Revise the records below so that every "one point per instance" becomes "one point for each instance", with everything else kept the same.

## Recorded information
※ ※ ※
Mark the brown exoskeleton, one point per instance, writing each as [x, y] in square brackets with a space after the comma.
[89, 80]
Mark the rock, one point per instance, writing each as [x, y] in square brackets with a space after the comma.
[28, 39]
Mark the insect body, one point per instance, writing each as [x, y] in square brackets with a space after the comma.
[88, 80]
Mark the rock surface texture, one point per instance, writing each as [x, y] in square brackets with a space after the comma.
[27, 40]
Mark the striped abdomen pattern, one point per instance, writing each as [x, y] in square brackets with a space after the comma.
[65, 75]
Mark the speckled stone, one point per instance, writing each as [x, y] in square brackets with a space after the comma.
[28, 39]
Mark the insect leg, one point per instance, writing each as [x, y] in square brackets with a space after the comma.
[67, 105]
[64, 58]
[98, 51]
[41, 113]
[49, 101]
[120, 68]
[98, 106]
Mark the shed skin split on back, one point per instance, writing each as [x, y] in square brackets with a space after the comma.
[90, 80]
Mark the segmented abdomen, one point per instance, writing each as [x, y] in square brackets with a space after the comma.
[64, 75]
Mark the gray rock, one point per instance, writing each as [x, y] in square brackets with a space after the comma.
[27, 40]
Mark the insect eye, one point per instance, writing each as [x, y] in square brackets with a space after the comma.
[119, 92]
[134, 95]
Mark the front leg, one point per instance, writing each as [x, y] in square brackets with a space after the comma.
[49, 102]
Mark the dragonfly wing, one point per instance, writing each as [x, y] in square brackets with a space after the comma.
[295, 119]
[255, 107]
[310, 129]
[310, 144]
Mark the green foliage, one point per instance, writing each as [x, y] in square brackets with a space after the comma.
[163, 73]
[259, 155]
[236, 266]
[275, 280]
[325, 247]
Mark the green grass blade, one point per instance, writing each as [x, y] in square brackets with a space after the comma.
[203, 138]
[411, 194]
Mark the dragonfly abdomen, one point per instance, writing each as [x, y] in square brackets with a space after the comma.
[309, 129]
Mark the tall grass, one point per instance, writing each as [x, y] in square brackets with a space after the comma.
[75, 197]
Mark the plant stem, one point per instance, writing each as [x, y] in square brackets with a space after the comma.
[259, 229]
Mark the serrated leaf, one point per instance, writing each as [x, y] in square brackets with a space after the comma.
※ ※ ※
## Solution for this exercise
Mark the brown exoskeleton, one point for each instance, writing each as [x, y] in square brackets with a space after the comma.
[89, 80]
Mark the rock, one point for each instance, writing each as [x, y] in square brackets with a space after the comma.
[28, 39]
Mark the insect body, one point for each instance, writing each as [x, y] in square brackets with a space after the comma.
[88, 80]
Mark the rock surface texture, one point for each instance, writing each as [x, y] in square brackets with a space after the comma.
[27, 40]
Mark the striped abdomen pattern, one point for each instance, writing each as [x, y] in square brackets with a space after the comma.
[65, 75]
Mark the speckled stone, one point for each instance, writing each as [x, y] in square brackets with a space after the comma.
[28, 39]
Mark the insect leg, one point for each instance, writing each as [x, y] in square brackets with a space after the comma.
[67, 105]
[64, 58]
[98, 51]
[41, 113]
[49, 101]
[120, 68]
[98, 106]
Mark the shed skin split on back, one point for each instance, writing each as [x, y] in square brackets with a space after the comma.
[90, 80]
Mark the segmented abdomen, one point for each instance, writing each as [x, y] in square brackets with a space after the comma.
[64, 75]
Mark the gray rock, one point for each instance, writing each as [x, y] in square brackets with a space after the comma.
[27, 40]
Mark the insect eye, one point for each instance, writing each as [x, y] in square brackets with a space after the comma.
[119, 92]
[134, 95]
Mark the front leg, one point for each instance, writing each as [x, y] in square brackets with a space after the comma.
[49, 102]
Mark the dragonfly wing, one point for each instance, writing each as [x, y] in square brackets with a space after the comma.
[295, 119]
[255, 107]
[310, 129]
[310, 144]
Mark the green foliage, one point for each instance, writing each as [x, y] in square brackets with a space after the comma.
[163, 73]
[259, 155]
[236, 266]
[275, 280]
[325, 247]
Mark the green grass blade, one point for each instance, writing each as [x, y] in square brackets with a space after the comma.
[203, 138]
[411, 194]
Mark the dragonfly abdomen, one point for each instance, writing each as [x, y] in square brackets with a space after the comma.
[309, 129]
Mark the tall grass, one point for each instance, writing each as [x, y] in square brackets with a space after the comma.
[75, 197]
Mark the plant stem, one point for each instance, writing each as [x, y] in square brackets with a space after the comma.
[259, 229]
Mark the serrated leaf, one point for each instance, writing each as [x, y] in square brackets with a space after the comma.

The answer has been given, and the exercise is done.